Written problem | Please write out the lines starting at the one containing "Target: silver car" and ending at the last line, substituting "footpath" for "sidewalk" and keeping everything else unchanged.

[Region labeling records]
•••

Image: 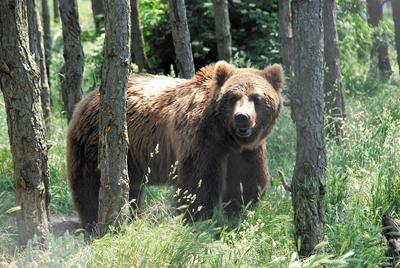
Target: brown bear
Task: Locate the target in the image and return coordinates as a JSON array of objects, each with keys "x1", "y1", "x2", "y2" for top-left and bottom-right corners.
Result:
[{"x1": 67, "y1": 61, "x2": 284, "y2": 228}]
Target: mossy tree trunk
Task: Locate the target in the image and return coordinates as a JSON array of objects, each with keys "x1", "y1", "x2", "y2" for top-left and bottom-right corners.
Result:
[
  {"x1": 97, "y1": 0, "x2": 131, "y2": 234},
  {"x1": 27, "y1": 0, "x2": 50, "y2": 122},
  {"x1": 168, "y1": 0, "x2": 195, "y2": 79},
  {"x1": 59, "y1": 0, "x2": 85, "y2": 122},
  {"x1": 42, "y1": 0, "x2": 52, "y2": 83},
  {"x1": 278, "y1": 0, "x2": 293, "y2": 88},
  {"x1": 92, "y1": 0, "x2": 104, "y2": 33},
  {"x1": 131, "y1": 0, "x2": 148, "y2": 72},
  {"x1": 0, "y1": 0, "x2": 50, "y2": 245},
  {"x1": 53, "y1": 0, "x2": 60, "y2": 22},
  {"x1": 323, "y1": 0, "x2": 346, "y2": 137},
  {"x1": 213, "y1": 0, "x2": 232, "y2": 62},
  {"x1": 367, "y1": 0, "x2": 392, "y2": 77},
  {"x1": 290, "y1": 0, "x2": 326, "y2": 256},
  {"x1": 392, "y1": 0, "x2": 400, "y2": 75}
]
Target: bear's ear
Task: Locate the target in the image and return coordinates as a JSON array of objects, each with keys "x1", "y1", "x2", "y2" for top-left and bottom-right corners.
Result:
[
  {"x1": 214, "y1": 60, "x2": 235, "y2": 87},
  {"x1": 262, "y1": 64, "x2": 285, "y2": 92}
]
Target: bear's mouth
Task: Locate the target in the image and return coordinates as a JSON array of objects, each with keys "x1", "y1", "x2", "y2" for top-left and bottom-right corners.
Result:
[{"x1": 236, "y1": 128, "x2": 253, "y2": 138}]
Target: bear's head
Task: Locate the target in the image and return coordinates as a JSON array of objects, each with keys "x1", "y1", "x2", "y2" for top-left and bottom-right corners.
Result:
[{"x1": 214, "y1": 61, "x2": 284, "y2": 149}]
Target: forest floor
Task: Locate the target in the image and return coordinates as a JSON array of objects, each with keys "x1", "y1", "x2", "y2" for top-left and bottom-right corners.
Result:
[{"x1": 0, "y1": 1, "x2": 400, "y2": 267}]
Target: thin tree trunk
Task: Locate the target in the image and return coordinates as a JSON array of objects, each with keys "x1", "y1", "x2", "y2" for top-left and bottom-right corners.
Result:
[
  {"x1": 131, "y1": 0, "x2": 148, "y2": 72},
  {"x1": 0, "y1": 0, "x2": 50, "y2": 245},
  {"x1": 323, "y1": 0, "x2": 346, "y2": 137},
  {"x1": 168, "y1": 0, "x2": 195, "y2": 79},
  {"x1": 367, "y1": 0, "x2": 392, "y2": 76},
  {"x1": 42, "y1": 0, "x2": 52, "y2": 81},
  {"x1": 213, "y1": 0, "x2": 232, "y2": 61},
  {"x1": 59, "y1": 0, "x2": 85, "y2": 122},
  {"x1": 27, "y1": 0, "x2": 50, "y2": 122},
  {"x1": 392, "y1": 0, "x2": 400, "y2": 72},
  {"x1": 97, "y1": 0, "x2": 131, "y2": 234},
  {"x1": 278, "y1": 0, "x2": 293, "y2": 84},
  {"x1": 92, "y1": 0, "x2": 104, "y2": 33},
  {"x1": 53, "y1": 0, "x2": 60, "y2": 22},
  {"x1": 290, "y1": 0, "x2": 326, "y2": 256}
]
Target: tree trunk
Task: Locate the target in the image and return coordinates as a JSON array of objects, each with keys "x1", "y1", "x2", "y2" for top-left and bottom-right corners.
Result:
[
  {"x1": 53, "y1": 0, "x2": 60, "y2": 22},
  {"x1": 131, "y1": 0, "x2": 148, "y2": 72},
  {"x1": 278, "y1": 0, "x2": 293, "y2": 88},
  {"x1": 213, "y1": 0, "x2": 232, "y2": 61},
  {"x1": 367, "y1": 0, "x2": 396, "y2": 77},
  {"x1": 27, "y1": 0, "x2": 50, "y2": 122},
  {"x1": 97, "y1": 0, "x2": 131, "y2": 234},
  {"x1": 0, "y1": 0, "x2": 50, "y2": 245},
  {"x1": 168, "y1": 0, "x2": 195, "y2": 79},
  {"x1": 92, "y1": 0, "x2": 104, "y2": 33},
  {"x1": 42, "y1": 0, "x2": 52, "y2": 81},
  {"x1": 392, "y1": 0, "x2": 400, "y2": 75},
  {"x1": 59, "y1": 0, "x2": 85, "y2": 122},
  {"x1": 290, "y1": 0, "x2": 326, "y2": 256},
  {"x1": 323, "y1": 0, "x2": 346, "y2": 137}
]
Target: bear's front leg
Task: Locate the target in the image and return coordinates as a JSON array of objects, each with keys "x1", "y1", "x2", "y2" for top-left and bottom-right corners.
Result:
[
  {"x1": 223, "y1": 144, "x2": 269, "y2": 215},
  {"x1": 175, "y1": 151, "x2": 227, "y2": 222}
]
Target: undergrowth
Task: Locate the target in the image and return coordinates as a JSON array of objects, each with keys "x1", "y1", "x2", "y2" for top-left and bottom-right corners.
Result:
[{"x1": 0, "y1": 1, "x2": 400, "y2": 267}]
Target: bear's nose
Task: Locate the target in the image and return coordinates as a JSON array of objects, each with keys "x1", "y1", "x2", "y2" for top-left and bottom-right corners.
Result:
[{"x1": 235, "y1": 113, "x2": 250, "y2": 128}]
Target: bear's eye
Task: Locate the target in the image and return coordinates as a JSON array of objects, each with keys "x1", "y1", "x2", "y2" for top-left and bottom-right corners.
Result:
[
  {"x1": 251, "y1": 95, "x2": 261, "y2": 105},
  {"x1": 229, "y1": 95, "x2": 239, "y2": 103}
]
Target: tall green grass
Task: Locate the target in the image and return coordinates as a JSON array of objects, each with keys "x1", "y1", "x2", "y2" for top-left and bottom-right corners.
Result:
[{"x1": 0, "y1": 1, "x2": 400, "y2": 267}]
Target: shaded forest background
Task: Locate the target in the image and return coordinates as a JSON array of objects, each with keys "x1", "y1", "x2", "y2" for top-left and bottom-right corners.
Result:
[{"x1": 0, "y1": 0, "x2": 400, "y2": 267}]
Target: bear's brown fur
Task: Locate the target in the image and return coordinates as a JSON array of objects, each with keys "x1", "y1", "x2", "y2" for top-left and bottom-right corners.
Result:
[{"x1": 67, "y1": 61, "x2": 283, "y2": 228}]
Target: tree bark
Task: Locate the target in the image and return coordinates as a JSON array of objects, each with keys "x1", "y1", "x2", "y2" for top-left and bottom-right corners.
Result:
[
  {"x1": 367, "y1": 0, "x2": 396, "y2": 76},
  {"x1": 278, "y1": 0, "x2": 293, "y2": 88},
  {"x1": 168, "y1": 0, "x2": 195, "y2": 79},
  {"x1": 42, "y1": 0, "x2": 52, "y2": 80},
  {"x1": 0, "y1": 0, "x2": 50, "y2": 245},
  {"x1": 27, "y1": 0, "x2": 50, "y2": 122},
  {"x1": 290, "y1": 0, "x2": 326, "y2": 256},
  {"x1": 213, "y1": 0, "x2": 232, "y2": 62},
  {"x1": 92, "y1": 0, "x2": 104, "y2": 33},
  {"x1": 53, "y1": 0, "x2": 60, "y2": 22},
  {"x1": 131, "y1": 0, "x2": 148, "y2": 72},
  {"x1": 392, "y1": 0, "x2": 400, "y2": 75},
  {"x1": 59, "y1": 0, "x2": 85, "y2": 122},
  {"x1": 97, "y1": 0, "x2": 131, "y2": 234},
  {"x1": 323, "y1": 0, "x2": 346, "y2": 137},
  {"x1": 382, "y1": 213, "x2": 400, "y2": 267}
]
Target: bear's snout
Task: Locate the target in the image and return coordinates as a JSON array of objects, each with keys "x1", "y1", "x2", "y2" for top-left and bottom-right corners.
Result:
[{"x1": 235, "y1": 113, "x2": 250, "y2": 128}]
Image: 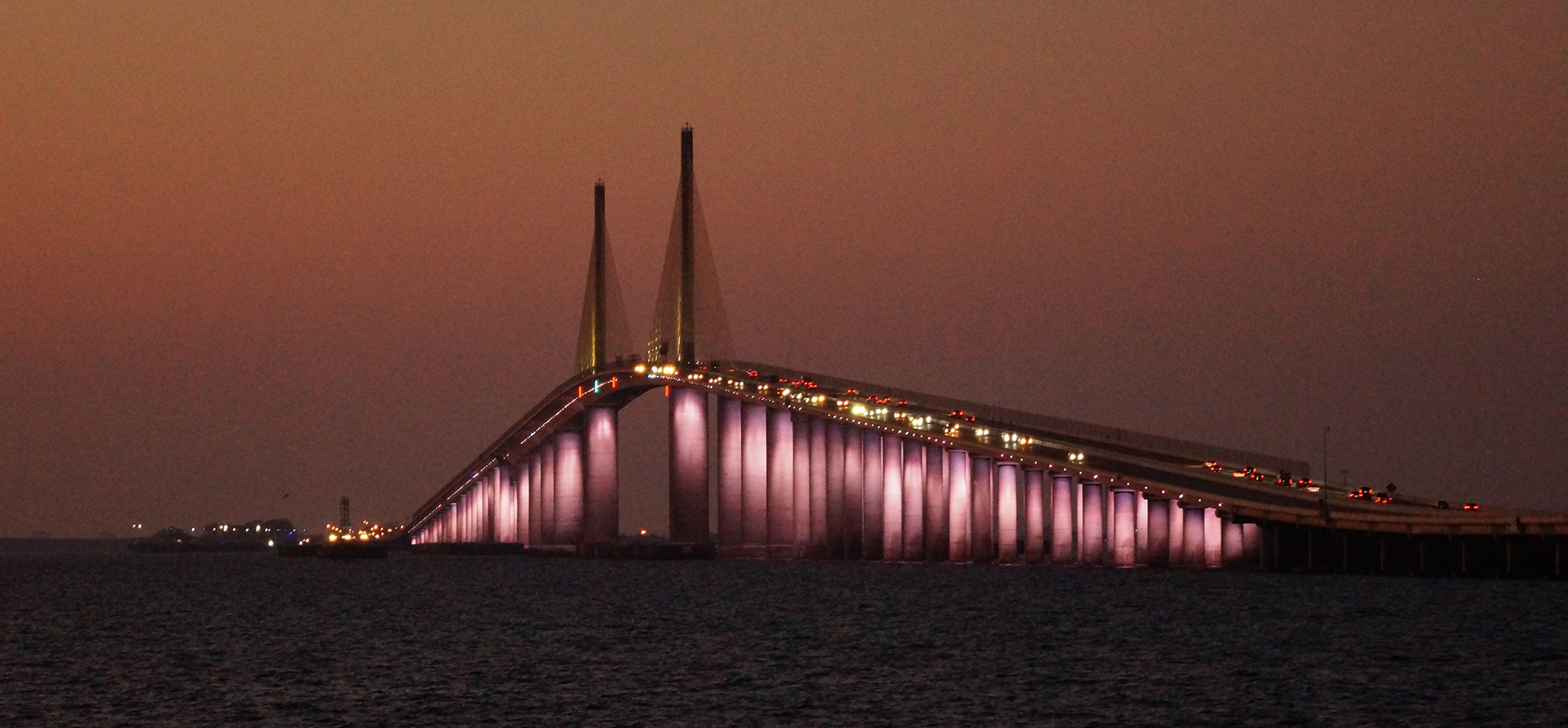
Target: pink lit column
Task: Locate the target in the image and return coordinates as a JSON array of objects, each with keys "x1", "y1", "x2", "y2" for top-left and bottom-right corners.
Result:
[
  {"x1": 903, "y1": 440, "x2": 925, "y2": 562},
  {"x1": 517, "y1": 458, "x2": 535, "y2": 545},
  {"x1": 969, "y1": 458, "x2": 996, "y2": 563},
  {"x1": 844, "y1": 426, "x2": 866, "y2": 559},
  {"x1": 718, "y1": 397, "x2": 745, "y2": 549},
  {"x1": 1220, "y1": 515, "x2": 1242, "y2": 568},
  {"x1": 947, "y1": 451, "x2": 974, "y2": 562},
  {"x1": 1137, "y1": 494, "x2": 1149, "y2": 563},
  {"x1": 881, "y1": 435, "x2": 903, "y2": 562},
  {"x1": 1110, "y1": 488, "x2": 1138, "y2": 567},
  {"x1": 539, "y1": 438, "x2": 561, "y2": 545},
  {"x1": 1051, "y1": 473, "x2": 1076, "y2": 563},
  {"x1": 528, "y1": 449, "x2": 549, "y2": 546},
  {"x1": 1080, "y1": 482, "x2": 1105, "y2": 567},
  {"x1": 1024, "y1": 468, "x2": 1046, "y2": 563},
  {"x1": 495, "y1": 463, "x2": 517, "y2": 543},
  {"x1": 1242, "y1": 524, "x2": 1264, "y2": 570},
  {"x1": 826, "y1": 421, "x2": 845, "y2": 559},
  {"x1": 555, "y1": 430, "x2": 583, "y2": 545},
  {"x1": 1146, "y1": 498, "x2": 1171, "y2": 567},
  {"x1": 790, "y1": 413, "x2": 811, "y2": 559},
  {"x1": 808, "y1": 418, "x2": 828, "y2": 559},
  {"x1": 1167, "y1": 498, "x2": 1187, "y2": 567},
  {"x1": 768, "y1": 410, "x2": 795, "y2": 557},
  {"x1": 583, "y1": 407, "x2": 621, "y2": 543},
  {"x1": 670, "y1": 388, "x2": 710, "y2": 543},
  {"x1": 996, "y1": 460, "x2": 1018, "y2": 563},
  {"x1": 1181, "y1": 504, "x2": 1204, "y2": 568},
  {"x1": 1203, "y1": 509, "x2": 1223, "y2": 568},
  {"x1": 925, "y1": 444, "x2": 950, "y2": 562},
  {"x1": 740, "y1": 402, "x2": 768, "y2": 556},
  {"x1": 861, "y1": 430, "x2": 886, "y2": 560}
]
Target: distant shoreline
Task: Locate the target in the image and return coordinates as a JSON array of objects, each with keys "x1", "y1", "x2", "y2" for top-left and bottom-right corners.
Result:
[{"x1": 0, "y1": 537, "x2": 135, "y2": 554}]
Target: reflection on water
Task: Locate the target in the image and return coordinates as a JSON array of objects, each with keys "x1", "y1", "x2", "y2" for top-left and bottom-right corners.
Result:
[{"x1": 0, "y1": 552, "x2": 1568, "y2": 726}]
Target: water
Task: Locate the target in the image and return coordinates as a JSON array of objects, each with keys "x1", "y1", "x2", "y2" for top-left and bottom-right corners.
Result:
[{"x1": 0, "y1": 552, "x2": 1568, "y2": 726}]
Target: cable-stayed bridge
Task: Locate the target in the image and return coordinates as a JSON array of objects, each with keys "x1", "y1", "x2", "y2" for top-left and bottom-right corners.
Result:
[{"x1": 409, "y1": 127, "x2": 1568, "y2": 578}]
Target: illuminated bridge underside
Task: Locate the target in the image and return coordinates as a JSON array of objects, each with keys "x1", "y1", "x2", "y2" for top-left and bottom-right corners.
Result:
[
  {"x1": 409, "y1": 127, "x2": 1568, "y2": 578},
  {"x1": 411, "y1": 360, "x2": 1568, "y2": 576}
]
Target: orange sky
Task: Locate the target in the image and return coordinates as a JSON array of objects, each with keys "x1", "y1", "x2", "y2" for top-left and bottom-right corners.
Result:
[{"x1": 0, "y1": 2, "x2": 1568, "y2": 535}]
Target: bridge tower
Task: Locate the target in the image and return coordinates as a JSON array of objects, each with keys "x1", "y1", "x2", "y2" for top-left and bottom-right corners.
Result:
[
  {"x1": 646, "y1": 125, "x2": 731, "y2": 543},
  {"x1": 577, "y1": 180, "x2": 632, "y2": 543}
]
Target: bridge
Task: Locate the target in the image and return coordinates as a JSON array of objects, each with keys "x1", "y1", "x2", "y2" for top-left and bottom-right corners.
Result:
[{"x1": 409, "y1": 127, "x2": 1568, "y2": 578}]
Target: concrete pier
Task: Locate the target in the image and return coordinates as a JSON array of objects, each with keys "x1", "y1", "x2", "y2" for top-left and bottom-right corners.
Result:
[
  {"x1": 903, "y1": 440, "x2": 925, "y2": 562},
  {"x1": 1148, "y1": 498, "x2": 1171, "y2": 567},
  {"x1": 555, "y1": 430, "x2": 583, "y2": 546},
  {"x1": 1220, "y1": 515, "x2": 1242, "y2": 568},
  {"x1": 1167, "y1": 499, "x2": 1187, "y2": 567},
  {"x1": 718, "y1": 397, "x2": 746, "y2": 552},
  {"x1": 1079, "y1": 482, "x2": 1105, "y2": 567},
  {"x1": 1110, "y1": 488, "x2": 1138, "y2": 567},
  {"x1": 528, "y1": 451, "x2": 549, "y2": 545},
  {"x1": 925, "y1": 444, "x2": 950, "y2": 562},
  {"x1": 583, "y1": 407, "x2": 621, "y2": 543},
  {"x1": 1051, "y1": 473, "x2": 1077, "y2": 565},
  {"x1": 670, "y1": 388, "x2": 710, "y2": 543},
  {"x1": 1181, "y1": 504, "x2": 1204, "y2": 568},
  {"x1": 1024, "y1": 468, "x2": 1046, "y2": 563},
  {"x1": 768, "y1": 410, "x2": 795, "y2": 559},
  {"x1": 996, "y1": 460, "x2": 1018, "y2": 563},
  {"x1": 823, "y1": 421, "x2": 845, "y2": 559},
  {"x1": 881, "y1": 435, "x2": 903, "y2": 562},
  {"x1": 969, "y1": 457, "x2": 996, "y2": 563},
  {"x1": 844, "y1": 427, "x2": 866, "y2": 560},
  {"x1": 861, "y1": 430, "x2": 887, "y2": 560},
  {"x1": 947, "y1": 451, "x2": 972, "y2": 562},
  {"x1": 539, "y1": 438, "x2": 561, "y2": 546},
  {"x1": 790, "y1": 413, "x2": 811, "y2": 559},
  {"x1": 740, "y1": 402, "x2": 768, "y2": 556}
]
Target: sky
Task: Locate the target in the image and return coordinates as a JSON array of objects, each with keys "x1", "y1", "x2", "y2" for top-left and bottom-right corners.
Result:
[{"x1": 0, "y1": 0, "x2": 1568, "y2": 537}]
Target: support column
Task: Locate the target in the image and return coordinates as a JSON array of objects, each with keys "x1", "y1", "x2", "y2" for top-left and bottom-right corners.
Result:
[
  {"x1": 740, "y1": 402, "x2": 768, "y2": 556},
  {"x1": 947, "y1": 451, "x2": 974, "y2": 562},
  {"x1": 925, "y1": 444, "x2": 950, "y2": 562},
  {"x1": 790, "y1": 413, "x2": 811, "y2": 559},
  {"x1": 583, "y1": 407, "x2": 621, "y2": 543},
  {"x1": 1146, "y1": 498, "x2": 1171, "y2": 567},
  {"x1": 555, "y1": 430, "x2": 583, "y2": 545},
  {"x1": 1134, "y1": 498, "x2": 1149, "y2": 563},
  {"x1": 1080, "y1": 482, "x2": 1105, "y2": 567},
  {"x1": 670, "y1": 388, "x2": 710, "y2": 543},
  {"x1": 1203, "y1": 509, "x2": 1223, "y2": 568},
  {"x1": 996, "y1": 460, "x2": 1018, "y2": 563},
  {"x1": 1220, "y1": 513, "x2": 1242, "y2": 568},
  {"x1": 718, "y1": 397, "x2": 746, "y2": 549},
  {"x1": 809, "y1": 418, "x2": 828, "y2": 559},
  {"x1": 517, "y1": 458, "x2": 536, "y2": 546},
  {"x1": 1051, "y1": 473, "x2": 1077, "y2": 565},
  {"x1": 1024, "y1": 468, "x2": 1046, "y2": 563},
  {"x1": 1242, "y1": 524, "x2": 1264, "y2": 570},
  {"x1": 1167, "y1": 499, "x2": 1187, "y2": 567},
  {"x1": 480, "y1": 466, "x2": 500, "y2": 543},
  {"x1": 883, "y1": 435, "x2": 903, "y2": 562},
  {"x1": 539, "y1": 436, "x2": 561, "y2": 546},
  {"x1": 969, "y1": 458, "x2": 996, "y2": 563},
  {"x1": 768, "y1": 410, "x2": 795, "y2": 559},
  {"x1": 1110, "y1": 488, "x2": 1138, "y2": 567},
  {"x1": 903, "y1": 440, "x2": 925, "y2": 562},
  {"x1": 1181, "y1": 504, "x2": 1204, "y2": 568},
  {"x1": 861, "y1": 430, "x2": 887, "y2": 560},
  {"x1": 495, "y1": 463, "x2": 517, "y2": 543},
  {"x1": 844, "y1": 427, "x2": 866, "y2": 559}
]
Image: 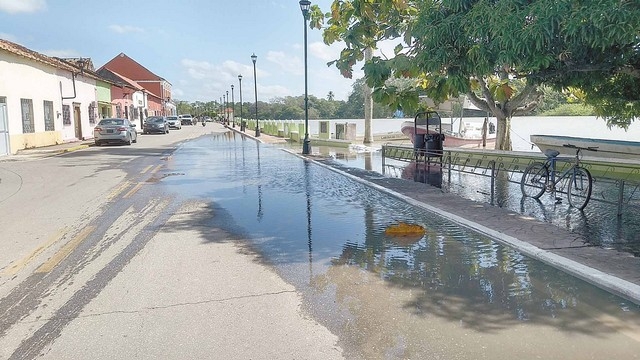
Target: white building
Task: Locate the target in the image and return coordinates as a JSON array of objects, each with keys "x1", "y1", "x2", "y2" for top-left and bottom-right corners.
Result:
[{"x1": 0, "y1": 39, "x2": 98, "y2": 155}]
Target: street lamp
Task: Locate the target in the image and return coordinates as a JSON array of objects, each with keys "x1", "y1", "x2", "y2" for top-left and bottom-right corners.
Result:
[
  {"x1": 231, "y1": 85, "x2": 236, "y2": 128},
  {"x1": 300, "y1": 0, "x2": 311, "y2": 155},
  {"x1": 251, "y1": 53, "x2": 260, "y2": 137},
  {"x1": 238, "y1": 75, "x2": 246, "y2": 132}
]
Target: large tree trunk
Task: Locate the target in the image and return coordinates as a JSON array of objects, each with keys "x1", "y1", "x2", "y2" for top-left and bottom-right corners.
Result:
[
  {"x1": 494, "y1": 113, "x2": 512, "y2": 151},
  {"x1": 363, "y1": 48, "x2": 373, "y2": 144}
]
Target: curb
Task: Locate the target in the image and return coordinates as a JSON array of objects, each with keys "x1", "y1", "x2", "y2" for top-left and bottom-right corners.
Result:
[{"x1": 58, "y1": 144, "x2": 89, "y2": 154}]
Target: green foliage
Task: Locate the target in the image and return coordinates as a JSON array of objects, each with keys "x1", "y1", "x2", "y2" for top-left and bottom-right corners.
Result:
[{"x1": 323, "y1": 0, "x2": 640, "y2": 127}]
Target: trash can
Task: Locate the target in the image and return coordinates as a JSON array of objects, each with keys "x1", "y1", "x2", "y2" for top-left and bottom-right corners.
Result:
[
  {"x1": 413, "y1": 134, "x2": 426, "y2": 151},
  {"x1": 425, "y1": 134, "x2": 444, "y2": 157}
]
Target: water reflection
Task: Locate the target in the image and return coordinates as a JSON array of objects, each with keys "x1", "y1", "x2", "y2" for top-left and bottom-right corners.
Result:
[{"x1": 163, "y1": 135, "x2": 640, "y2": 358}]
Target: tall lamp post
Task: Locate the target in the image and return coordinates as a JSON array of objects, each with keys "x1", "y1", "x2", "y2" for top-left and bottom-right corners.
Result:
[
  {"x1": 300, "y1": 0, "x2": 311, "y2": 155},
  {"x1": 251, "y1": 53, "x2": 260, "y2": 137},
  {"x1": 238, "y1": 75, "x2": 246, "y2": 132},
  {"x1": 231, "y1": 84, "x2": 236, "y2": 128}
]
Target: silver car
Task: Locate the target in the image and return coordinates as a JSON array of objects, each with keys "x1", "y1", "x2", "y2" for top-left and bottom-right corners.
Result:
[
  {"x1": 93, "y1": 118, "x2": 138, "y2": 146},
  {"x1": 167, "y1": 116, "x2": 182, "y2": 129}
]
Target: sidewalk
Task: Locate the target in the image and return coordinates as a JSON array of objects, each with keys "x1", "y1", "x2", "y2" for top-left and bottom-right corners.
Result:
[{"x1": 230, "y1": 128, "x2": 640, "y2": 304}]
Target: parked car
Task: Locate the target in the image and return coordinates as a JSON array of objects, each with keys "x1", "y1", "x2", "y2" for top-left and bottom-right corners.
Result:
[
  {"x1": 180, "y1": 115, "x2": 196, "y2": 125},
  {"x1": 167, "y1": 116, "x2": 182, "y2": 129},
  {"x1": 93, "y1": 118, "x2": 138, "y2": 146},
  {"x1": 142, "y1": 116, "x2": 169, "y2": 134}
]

•••

Right answer |
Target: silver car
Task: Locate the target in the image and return coordinates as a JSON array of objects, each with keys "x1", "y1", "x2", "y2" for top-left and bottom-right corners.
Result:
[
  {"x1": 93, "y1": 118, "x2": 138, "y2": 146},
  {"x1": 167, "y1": 116, "x2": 182, "y2": 129}
]
Target: footpath
Task: Locate the target in the image and return coordinates as a JSON array of objects, each with keys "x1", "y1", "x2", "y2" for top-left and bottom-right corners.
Result:
[{"x1": 230, "y1": 128, "x2": 640, "y2": 304}]
Target: parked car
Task: Locate the target in the image and return coordinates as a JSON array of objects, each with keys "x1", "y1", "x2", "y2" for top-left and bottom-right corners.
Result:
[
  {"x1": 180, "y1": 115, "x2": 196, "y2": 125},
  {"x1": 167, "y1": 116, "x2": 182, "y2": 129},
  {"x1": 93, "y1": 118, "x2": 138, "y2": 146},
  {"x1": 142, "y1": 116, "x2": 169, "y2": 134}
]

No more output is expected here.